PAGE TEXT
Service-to-service communication

The article is from Microsoft.

Moving from the front-end client, we now address back-end microservices communicate with each other.

When constructing a cloud-native application, you’ll want to be sensitive to how back-end services communicate with each other. Ideally, the less inter-service communication, the better. However, avoidance isn’t always possible as back-end services often rely on one another to complete an operation.

There are several widely accepted approaches to implementing cross-service communication. The type of communication interaction will often determine the best approach.

Consider the following interaction types:

Query – when a calling microservice requires a response from a called microservice, such as, “Hey, give me the buyer information for a given customer Id.”
Command – when the calling microservice needs another microservice to execute an action but doesn’t require a response, such as, “Hey, just ship this order.”
Event – when a microservice, called the publisher, raises an event that state has changed or an action has occurred. Other microservices, called subscribers, who are interested, can react to the event appropriately. The publisher and the subscribers aren’t aware of each other.

Microservice systems typically use a combination of these interaction types when executing operations that require cross-service interaction. Let’s take a close look at each and how you might implement them.

Queries

Many times, one microservice might need to query another, requiring an immediate response to complete an operation. A shopping basket microservice may need product information and a price to add an item to its basket. There are many approaches for implementing query operations.

Request/Response Messaging

One option for implementing this scenario is for the calling back-end microservice to make direct HTTP requests to the microservices it needs to query, shown in Figure 4-8.

GIVEN EXERCISE
Reproduce verbatim the passage of the service-to-service communication text starting at "Moving from the" and ending at "the best approach.".

MATERIAL SUPPLIED
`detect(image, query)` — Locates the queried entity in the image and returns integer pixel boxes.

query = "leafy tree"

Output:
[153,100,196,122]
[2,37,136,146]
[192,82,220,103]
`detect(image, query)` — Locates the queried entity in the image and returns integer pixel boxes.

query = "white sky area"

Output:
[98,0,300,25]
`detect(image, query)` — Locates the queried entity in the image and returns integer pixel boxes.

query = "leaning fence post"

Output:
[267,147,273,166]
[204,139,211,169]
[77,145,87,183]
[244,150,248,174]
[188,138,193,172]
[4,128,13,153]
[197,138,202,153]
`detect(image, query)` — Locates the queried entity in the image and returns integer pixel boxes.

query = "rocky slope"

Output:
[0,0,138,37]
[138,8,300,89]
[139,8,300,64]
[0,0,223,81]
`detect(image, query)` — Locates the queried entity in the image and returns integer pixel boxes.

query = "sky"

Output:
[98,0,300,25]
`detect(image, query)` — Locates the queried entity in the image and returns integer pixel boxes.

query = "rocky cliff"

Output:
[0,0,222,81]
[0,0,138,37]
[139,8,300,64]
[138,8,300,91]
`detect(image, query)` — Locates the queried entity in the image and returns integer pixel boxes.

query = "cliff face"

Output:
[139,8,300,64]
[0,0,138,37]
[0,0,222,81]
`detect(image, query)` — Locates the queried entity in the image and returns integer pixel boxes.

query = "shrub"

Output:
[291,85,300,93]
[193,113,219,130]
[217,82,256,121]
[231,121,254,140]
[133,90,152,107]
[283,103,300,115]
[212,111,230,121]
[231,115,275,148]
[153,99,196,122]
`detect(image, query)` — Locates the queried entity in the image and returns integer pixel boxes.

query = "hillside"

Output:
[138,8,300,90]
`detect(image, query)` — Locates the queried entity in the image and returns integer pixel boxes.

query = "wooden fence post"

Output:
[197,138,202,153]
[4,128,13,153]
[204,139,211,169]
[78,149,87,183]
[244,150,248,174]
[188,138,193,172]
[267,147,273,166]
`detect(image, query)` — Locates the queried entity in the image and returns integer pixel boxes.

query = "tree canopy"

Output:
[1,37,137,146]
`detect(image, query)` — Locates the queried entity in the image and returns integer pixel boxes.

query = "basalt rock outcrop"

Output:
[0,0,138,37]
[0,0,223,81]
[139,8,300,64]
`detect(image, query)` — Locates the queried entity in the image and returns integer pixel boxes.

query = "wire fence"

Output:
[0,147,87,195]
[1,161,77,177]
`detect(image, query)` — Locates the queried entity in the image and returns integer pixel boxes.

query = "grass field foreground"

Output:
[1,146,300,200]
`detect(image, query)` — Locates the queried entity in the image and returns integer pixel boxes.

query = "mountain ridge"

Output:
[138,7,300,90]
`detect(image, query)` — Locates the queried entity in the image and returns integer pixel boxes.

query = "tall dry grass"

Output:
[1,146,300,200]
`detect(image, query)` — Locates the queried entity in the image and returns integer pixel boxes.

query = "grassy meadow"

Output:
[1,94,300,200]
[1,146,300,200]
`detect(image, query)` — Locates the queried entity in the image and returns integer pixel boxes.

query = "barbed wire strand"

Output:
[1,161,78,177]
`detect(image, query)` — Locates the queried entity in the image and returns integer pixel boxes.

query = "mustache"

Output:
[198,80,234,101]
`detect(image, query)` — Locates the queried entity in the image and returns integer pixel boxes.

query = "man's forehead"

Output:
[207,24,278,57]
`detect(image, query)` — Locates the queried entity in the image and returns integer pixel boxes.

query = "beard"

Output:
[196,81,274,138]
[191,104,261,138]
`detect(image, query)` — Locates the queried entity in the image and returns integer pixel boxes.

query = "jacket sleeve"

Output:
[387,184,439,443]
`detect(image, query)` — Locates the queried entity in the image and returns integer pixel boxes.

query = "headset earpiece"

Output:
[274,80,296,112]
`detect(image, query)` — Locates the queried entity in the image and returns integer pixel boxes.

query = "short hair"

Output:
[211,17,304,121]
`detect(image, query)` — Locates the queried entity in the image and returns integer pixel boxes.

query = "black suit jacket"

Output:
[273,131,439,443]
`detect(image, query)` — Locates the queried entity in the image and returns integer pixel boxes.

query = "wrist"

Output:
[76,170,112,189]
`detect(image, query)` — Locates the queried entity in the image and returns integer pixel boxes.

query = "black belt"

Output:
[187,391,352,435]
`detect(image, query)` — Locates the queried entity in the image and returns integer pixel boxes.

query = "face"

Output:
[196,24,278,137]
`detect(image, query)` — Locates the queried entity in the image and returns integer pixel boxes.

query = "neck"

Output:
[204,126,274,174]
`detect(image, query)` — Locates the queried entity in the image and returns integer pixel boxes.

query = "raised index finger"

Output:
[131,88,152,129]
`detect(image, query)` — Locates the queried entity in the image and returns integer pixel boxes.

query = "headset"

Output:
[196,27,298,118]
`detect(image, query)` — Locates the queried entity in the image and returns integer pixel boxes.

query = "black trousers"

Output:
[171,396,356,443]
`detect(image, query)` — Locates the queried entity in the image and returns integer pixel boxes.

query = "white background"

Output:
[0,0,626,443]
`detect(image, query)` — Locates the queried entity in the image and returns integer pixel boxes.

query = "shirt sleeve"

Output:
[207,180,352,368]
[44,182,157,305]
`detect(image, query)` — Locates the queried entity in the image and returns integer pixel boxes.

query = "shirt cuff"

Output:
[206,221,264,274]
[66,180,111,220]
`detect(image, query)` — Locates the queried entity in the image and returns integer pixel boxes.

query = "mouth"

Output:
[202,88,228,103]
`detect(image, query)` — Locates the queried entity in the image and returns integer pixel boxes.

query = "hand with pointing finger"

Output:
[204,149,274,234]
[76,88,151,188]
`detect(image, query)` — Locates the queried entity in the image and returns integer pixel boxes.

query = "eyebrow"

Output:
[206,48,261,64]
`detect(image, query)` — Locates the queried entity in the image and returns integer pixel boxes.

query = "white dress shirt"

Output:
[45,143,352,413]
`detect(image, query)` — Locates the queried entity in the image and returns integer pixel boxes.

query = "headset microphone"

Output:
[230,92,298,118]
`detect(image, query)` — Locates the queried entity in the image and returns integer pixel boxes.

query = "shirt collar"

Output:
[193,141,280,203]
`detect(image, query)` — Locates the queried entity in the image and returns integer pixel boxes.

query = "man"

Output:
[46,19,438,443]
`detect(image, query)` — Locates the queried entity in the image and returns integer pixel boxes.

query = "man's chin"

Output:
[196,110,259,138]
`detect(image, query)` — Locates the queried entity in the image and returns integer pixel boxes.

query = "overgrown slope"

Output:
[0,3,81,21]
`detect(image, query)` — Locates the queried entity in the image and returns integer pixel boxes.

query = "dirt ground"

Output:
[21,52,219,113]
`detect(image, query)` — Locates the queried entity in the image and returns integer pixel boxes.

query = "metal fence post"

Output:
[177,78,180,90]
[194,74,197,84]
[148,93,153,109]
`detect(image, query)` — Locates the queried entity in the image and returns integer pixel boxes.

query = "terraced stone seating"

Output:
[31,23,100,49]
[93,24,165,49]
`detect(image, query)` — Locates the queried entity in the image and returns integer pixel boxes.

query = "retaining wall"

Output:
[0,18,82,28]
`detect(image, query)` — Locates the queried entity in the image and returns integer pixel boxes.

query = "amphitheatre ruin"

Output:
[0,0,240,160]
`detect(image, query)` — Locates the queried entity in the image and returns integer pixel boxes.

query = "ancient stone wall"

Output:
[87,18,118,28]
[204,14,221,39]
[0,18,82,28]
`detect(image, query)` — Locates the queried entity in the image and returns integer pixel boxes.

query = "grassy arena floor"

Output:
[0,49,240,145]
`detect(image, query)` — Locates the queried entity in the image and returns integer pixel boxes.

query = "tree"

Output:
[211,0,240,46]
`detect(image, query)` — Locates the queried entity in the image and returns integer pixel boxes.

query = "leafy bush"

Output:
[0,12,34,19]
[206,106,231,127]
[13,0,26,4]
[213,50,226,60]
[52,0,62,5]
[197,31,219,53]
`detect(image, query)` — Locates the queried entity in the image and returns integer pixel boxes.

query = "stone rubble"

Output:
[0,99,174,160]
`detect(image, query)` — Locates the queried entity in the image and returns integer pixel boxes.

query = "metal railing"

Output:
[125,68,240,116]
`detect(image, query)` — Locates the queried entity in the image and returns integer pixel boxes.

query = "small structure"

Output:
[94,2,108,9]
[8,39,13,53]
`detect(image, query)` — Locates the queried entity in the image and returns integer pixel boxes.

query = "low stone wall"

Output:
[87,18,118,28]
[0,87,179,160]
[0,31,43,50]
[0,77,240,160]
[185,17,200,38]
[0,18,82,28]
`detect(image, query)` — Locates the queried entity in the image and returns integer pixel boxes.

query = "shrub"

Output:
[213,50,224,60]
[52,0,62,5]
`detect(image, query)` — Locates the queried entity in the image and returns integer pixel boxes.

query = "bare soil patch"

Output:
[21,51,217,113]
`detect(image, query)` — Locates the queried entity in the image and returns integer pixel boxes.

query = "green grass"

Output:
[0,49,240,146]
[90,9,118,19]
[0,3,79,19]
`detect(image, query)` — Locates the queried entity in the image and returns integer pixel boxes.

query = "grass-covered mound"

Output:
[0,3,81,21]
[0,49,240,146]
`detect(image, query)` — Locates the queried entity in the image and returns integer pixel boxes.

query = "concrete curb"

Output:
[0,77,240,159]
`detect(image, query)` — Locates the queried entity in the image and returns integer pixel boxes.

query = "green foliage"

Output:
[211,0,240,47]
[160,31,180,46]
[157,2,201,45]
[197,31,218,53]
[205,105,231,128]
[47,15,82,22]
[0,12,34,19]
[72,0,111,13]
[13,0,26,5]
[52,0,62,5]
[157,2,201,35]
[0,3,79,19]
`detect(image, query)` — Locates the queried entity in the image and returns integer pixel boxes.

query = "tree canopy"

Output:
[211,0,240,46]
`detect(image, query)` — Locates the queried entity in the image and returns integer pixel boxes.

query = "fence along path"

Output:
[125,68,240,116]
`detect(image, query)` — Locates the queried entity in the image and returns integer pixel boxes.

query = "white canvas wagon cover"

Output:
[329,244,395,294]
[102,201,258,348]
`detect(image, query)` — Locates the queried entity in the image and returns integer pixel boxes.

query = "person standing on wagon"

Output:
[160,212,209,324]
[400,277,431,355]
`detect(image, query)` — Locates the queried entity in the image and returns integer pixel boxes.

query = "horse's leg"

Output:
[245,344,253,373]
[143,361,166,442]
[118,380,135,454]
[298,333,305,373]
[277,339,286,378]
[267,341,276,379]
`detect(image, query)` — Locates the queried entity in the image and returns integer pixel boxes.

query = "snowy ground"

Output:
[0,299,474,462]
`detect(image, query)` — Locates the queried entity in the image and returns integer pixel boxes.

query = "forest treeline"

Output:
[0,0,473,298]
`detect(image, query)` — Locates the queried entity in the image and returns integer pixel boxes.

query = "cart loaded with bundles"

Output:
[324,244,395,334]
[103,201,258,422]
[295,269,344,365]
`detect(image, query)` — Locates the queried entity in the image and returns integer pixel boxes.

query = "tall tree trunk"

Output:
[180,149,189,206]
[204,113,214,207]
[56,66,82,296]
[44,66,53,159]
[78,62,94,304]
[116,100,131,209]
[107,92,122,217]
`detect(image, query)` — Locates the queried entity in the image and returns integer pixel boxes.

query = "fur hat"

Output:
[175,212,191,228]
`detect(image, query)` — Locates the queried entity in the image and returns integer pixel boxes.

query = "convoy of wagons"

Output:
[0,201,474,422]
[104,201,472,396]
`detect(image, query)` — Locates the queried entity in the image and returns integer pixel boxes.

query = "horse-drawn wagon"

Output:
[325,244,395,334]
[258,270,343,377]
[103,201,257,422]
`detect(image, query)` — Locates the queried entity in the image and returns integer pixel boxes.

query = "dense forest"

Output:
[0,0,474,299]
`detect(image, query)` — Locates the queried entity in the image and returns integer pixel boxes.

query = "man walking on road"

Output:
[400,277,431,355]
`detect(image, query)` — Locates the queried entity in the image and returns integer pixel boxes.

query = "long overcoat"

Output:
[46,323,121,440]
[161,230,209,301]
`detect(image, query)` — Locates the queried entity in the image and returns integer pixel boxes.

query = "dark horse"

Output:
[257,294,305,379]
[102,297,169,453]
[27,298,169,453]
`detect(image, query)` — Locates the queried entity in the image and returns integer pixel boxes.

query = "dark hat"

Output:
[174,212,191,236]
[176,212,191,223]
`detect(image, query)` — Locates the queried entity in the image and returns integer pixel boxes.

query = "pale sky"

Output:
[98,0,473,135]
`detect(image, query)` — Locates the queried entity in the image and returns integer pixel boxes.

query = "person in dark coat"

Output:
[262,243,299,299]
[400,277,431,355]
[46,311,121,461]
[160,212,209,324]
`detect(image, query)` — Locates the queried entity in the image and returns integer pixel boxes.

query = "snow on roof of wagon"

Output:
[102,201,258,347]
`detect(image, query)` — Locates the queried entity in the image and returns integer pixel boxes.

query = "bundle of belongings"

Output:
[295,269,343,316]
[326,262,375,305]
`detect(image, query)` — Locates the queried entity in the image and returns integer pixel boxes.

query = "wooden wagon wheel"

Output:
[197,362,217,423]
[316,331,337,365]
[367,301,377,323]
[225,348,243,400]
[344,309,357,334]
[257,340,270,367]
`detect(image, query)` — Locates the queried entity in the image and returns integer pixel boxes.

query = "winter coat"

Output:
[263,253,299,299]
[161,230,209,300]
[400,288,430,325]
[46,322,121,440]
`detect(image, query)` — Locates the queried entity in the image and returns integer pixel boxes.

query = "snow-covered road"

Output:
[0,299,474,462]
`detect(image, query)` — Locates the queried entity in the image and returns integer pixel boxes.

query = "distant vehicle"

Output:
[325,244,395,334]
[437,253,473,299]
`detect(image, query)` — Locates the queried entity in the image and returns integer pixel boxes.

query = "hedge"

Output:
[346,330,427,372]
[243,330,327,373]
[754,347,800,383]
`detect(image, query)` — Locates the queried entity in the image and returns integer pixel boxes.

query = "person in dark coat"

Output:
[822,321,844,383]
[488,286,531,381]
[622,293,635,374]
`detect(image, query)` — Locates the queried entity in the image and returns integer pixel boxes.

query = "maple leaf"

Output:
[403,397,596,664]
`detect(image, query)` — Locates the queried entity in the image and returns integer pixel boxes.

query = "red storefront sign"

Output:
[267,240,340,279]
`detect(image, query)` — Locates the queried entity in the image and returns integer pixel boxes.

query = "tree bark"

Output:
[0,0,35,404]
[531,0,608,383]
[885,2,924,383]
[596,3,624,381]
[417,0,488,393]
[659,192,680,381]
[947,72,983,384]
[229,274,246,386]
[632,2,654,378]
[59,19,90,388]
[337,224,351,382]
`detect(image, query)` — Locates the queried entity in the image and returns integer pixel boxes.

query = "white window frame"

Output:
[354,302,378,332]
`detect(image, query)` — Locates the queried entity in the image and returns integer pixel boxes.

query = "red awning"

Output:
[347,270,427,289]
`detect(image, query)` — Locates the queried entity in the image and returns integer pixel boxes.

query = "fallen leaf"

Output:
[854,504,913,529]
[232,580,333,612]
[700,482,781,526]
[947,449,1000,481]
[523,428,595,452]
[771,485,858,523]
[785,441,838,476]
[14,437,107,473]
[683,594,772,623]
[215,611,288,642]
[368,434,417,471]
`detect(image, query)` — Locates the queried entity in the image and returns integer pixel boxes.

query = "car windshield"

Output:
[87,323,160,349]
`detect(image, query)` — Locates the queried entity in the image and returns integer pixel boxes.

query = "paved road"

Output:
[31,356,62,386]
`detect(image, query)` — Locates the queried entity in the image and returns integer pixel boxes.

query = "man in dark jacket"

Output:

EXERCISE SOLUTION
Moving from the front-end client, we now address back-end microservices communicate with each other.

When constructing a cloud-native application, you’ll want to be sensitive to how back-end services communicate with each other. Ideally, the less inter-service communication, the better. However, avoidance isn’t always possible as back-end services often rely on one another to complete an operation.

There are several widely accepted approaches to implementing cross-service communication. The type of communication interaction will often determine the best approach.